Philip Donnelly v Weybridge Construction Ltd (2006)

Summary

Where a defendant construction company had, in a joint venture, built flats whose misdescription had been substantial, the claimant purchasers had been entitled to rescind or to complete and seek an abatement, so the defendant had not been entitled to require completion and was in repudiatory breach of contract. Subject to the reserved issue of whether they had the relevant knowledge, the Part 20 defendant joint venture partners had been seriously in breach of contractual and fiduciary duty in procuring the purchasers to breach their contracts by offering them an alternative to completion instead of seeking to agree necessary abatements and completing the sales.

Facts

The claimant flat purchasers (C) claimed reimbursement of deposits and damages for breach of contract from the defendant construction company (W), who brought a Part 20 counterclaim against the Part 20 defendants (B) with whom W had entered into a joint venture agreement.

## EXCERPTED RECORDS
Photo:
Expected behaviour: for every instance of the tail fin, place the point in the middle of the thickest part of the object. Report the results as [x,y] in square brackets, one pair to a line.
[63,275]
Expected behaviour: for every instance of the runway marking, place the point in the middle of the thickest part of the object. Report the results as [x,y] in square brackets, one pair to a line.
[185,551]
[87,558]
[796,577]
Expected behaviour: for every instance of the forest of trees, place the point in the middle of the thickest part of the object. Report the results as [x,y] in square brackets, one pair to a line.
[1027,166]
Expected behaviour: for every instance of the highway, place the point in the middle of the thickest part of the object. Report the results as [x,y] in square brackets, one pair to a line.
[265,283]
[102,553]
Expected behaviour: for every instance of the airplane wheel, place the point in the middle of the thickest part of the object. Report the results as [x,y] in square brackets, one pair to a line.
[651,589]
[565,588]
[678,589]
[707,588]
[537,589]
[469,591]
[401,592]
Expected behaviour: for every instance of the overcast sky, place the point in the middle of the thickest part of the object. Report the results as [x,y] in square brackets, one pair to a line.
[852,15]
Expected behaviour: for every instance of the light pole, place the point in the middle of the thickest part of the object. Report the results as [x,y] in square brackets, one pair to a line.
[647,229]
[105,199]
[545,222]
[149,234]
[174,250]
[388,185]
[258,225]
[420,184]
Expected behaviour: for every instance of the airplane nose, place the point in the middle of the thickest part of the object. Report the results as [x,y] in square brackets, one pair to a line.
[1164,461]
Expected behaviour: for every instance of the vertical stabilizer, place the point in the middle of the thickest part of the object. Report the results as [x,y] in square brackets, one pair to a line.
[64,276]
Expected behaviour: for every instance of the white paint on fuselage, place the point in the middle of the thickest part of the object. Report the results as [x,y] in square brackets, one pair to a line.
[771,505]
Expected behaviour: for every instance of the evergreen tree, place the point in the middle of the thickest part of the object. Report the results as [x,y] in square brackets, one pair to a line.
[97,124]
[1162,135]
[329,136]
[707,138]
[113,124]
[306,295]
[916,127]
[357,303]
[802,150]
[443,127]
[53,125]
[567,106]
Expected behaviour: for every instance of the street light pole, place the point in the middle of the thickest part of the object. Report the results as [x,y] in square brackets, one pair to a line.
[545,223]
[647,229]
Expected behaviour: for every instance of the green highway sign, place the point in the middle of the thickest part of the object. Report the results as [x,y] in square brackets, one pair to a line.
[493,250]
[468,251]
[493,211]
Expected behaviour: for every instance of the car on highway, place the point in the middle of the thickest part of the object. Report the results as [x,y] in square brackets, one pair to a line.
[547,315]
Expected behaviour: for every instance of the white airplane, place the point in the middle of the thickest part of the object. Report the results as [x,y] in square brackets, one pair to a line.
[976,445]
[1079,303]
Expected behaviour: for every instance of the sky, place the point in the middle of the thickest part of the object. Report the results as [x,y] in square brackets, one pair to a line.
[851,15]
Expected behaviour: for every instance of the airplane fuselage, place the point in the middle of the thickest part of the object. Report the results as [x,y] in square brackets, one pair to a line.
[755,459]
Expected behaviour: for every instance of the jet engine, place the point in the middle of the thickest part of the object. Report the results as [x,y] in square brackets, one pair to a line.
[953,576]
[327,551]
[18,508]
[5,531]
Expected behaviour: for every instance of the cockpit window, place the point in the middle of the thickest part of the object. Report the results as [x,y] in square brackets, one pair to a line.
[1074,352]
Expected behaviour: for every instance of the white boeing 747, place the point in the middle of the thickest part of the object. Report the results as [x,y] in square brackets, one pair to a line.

## AIM A
In the case summary, please rewrite the passage from "The claimant flat" up to and including "joint venture agreement.", changing "deposits" to "down payments".
## AIM B
According to the case summary, what had the Part 20 defendant joint venture partners procured the purchasers to do?

## FINAL RESULT A
The claimant flat purchasers (C) claimed reimbursement of down payments and damages for breach of contract from the defendant construction company (W), who brought a Part 20 counterclaim against the Part 20 defendants (B) with whom W had entered into a joint venture agreement.

## FINAL RESULT B
To breach their contracts, by offering them an alternative to completion.